▶ Task prompt
Rewrite the entries below from the first line up to and including the line with "pixel 51 306", swapping "white wall" for "gray wall" and leaving everything else the same.

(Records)
+ + + + +

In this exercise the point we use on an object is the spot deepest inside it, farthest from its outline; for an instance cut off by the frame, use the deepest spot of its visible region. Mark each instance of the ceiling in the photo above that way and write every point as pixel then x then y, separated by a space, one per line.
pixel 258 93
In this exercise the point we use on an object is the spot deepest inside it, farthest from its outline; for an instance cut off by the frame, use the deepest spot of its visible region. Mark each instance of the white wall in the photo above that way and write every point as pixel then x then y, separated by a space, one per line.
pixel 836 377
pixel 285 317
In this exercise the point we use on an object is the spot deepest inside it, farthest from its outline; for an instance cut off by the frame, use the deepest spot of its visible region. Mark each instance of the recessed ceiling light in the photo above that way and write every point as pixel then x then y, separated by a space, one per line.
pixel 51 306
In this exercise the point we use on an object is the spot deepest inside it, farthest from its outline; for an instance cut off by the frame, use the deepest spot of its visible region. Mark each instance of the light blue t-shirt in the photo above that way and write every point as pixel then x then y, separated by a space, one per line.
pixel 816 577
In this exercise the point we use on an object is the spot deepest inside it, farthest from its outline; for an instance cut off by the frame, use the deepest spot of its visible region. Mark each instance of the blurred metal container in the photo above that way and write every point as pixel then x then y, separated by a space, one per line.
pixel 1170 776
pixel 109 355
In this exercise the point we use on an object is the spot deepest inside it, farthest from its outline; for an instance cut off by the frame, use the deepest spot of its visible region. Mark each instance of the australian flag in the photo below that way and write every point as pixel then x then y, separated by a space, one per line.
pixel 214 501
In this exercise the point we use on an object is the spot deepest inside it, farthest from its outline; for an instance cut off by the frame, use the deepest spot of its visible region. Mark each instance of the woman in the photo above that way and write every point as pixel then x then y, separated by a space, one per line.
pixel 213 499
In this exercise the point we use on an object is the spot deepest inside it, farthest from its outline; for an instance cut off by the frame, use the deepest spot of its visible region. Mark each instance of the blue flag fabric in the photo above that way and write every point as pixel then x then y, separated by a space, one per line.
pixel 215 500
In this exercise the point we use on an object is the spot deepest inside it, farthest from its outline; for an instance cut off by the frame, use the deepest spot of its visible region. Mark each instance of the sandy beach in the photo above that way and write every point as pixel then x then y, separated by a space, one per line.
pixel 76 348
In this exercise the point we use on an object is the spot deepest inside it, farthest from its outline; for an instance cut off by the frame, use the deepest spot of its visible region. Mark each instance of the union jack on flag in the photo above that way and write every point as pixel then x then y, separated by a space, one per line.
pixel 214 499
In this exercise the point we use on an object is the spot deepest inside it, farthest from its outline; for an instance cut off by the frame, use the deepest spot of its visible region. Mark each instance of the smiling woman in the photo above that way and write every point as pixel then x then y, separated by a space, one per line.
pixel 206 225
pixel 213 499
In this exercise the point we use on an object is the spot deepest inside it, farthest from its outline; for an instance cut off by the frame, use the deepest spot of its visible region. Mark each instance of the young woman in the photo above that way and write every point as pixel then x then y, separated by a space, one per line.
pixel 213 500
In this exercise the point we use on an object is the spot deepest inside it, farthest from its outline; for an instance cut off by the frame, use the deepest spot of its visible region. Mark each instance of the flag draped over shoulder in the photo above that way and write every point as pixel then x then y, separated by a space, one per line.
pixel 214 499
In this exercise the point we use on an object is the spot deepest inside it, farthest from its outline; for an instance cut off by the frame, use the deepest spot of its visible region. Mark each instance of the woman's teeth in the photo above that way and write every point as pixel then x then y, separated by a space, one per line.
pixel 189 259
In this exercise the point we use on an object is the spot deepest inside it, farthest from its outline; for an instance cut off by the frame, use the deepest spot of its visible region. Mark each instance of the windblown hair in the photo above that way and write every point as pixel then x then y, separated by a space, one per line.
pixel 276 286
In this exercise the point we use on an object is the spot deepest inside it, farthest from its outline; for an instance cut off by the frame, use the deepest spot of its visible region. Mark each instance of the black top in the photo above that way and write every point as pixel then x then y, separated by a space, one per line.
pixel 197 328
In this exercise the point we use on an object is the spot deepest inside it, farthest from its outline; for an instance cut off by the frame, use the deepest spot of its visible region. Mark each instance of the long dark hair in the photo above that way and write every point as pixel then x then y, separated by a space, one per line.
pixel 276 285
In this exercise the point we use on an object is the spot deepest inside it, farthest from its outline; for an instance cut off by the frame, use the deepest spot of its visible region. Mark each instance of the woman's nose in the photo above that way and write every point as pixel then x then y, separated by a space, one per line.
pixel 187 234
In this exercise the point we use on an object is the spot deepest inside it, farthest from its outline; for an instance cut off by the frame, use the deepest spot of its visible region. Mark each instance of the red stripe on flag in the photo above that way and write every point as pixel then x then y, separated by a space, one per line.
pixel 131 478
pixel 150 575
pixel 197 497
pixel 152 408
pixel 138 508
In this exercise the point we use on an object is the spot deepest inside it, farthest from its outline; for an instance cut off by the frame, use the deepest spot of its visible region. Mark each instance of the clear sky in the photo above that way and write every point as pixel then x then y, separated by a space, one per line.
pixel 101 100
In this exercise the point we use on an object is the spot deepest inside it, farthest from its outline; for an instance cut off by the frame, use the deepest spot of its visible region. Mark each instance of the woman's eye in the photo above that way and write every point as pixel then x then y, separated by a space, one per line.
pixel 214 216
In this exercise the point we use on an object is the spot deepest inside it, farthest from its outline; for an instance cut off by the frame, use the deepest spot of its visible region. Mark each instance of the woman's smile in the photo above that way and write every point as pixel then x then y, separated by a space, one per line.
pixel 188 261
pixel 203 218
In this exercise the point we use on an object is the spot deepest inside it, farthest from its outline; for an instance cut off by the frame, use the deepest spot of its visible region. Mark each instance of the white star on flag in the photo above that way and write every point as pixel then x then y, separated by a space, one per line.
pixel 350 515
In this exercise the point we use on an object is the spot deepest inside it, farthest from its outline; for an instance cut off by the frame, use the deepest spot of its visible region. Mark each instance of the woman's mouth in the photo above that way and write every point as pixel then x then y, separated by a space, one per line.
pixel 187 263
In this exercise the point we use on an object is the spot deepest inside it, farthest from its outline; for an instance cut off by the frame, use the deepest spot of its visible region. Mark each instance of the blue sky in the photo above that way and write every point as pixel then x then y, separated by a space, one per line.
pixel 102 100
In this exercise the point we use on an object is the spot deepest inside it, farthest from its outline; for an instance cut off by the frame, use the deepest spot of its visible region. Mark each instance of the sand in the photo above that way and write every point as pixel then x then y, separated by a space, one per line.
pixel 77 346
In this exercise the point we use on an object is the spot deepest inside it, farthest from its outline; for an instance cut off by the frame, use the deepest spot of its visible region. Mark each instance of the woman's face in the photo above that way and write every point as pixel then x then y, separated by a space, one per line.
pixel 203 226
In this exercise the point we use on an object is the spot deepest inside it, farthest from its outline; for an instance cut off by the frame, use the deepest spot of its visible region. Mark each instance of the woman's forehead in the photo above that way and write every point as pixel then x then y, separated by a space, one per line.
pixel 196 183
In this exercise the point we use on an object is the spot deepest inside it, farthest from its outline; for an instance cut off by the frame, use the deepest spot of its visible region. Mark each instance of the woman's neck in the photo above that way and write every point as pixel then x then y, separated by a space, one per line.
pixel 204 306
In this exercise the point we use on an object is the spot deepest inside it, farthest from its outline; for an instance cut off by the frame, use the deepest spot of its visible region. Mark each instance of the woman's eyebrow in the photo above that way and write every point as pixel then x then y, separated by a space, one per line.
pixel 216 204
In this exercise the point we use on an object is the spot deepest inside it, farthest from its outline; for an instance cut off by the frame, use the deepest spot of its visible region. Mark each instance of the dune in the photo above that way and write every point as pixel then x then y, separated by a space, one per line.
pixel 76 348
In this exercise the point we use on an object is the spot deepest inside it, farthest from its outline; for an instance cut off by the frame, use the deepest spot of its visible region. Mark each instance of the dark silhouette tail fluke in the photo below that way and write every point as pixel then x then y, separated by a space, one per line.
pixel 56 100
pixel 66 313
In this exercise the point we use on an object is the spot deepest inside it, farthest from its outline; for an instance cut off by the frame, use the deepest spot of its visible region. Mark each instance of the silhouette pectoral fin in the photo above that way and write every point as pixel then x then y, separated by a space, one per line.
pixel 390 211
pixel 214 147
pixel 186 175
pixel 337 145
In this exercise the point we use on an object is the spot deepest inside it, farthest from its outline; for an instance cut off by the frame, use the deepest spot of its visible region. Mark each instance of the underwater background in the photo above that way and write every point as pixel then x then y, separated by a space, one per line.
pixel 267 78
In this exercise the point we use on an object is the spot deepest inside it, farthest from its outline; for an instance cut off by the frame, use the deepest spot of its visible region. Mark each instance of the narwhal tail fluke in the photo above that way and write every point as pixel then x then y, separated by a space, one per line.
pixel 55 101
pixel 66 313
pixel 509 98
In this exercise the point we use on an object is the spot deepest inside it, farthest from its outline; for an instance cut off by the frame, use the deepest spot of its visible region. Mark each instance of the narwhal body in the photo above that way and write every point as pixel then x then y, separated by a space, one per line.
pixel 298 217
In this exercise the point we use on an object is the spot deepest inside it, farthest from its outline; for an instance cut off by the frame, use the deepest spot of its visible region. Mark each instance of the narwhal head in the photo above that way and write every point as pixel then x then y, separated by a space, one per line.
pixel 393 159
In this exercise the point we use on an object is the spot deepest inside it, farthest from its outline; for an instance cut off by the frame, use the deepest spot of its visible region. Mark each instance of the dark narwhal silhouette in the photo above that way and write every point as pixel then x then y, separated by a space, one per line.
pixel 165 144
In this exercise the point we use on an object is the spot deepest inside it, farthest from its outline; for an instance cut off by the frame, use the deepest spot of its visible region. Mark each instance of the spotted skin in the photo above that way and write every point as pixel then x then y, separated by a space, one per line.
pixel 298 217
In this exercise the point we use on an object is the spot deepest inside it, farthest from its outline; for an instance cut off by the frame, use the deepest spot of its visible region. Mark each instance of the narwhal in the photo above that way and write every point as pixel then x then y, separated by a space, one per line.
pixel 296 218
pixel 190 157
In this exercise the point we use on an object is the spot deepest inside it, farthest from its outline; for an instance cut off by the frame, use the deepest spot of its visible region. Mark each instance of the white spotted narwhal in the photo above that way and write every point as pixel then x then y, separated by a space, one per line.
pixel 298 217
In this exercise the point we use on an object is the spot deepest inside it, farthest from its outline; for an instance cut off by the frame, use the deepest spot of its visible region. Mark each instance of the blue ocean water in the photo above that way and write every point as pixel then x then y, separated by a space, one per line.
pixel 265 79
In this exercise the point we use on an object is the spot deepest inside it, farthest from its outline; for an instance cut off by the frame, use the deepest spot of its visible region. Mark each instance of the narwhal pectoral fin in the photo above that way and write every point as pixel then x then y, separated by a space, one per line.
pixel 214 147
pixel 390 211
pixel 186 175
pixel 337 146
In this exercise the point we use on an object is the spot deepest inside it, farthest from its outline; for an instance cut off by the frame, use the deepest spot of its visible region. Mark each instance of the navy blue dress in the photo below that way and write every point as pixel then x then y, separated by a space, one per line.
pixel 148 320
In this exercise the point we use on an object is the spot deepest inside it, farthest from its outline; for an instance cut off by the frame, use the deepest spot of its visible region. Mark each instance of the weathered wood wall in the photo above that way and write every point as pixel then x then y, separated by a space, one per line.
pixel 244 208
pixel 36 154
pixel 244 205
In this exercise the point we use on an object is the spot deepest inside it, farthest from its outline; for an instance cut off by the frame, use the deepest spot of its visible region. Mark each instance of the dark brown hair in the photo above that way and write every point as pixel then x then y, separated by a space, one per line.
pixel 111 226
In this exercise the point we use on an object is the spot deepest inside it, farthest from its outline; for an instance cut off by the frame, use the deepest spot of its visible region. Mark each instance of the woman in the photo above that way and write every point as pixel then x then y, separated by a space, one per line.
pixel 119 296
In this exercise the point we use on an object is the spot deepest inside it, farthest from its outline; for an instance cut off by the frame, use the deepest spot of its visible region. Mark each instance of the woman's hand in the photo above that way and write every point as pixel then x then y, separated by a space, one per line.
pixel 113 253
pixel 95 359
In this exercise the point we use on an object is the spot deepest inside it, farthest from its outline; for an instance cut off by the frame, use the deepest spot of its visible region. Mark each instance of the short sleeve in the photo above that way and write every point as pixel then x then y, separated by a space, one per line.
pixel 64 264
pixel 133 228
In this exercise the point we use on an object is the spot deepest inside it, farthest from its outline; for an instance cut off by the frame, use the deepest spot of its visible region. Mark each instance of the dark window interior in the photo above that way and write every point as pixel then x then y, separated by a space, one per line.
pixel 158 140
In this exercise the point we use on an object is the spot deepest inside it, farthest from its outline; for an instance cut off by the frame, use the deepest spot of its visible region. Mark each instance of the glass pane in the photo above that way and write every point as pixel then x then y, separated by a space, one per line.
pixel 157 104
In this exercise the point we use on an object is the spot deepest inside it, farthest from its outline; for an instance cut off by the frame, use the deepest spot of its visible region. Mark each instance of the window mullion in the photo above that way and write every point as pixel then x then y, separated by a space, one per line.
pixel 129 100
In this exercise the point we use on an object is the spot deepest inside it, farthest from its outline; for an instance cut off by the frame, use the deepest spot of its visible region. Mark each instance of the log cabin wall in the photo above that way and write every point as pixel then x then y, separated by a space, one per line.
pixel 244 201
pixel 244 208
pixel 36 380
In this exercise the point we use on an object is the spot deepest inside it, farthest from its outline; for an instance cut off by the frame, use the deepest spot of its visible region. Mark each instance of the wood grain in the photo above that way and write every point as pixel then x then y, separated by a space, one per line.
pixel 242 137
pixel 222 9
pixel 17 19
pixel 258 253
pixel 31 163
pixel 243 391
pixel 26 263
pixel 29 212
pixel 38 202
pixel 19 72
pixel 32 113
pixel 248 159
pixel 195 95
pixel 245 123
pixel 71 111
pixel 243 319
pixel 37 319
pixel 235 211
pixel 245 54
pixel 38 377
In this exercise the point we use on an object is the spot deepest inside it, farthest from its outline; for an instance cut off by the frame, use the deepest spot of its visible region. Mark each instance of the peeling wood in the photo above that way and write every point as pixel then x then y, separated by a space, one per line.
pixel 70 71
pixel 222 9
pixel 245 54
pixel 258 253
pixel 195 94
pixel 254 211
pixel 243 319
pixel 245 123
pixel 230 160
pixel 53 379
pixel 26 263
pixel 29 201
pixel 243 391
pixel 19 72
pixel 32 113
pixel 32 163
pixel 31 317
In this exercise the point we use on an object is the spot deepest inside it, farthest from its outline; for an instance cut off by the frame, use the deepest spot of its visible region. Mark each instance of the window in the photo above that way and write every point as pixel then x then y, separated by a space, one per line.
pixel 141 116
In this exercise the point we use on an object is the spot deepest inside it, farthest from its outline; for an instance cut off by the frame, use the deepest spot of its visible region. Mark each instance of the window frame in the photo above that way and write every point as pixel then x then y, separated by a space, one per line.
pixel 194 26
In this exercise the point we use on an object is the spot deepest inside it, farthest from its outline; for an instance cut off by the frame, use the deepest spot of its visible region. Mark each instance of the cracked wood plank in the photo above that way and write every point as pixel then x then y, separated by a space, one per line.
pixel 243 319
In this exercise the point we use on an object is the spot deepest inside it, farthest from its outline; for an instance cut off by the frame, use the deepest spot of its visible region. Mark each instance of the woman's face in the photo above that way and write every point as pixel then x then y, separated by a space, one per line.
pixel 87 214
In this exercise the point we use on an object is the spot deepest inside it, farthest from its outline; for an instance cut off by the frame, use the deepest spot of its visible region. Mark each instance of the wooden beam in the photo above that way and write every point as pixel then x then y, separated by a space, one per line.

+ + + + +

▶ Exercise output
In this exercise the point we use on an object is the spot deepest inside it, farthest from its outline; for an instance cut off by the frame, use the deepest spot of its visible region. Mark each instance of the ceiling in the photo above that way and write every point as pixel then x then y, separated by a space, one per line.
pixel 258 93
In this exercise the point we use on an object is the spot deepest inside it, farthest from its outline; for an instance cut off by the frame, use the deepest spot of its visible region. Mark each instance of the gray wall in the photo above that way and write every point as pixel then x then y, separated by a space, one per line.
pixel 836 377
pixel 285 317
In this exercise the point we use on an object is the spot deepest inside it, farthest from its outline; for an instance cut off by the frame, use the deepest spot of its visible region. Mark each instance of the recessed ceiling light in the photo above that way and write every point as pixel then x then y, separated by a space, one per line.
pixel 51 306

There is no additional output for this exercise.